What we do

CLRI organizes its client-facing work into three areas of practice. Each is grounded in real organizational situations and tied to observable outcomes for command teams, units, and institutions.

Readiness — Designing and delivering training in defence organizations

CLRI designs and delivers leadership and organizational programs tailored to defence environments. The focus is on strengthening command team effectiveness, decision-making, coordination, and personnel systems. Programs are built from real scenarios and organizational demands. They translate strategic priorities into structured learning experiences that develop practical capability at the individual, team, and system levels. The emphasis is on preparing leaders and teams to operate effectively under constraint, complexity, and pressure.

Effectiveness — Diagnosing and shaping organizational performance

CLRI works with defence organizations to diagnose performance challenges and shape targeted, actionable responses. This includes the structured collection and interpretation of information across levels to identify gaps, pressures, and misalignments. The work combines analysis of organizational dynamics with facilitated engagements to surface tensions, clarify roles, and align decision-making. The objective is to identify where and why performance breaks down and to define concrete, feasible adjustments — operationally grounded, implementable within existing constraints, and sustained over time.

☆ ☆ ☆ ☆ ☆

**Questions to answer:**
A) Quote everything in the CLRI overview from "CLRI works with" down to "sustained over time.".
B) Carry the description of CLRI's areas of practice forward from its final sentence.

**Entries supplied:**
☆ ☆ ☆ ☆ ☆

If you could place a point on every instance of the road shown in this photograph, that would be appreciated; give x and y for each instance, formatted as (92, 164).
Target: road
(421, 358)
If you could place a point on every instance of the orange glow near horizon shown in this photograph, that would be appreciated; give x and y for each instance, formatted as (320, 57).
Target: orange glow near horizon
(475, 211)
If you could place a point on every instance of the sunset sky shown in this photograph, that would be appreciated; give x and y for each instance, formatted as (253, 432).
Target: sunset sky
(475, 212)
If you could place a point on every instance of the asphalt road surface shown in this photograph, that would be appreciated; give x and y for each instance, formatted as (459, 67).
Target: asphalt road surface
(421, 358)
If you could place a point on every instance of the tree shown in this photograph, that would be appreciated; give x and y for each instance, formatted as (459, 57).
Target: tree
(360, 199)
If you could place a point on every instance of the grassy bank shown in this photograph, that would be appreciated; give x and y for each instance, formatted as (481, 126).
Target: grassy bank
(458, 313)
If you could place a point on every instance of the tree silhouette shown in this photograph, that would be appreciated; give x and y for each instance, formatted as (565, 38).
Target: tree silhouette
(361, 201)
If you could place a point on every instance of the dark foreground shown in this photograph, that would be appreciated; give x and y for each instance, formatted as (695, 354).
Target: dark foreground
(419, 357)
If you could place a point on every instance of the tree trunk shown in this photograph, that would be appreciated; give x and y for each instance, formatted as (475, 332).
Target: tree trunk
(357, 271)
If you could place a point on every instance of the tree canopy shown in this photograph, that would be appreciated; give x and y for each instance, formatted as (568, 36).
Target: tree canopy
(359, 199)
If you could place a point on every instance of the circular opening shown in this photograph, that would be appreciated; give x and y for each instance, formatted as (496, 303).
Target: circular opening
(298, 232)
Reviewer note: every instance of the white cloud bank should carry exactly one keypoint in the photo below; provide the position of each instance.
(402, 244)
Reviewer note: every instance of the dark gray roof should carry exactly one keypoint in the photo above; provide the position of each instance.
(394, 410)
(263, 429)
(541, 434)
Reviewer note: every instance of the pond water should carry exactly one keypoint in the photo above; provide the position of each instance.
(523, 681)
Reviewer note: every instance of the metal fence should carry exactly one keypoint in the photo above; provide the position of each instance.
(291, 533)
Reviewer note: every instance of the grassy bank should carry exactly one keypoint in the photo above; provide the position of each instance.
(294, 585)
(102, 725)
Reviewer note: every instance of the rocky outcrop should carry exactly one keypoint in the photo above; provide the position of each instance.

☆ ☆ ☆ ☆ ☆

**Answers provided:**
A)
CLRI works with defence organizations to diagnose performance challenges and shape targeted, actionable responses. This includes the structured collection and interpretation of information across levels to identify gaps, pressures, and misalignments. The work combines analysis of organizational dynamics with facilitated engagements to surface tensions, clarify roles, and align decision-making. The objective is to identify where and why performance breaks down and to define concrete, feasible adjustments — operationally grounded, implementable within existing constraints, and sustained over time.

B)
Insight — Generating applied understanding of leadership and organizations

CLRI conducts applied research to deepen understanding of how leadership and organizations function in practice within defence systems. The work examines command teams, structures, policies, cultures, processes, change, military–civilian integration, and personnel dynamics. It is grounded in direct engagement with actors and in the analysis of real organizational situations. The objective is to produce insight that informs decision-making, shapes policy and programs, and supports the design of more effective organizational arrangements.

How these areas connect

The three areas reinforce each other. Insight from research informs how we design Readiness programs. Effectiveness work surfaces questions that become research, and the resulting findings shape the next round of training. The result is a tightening loop between academic rigour and operational relevance.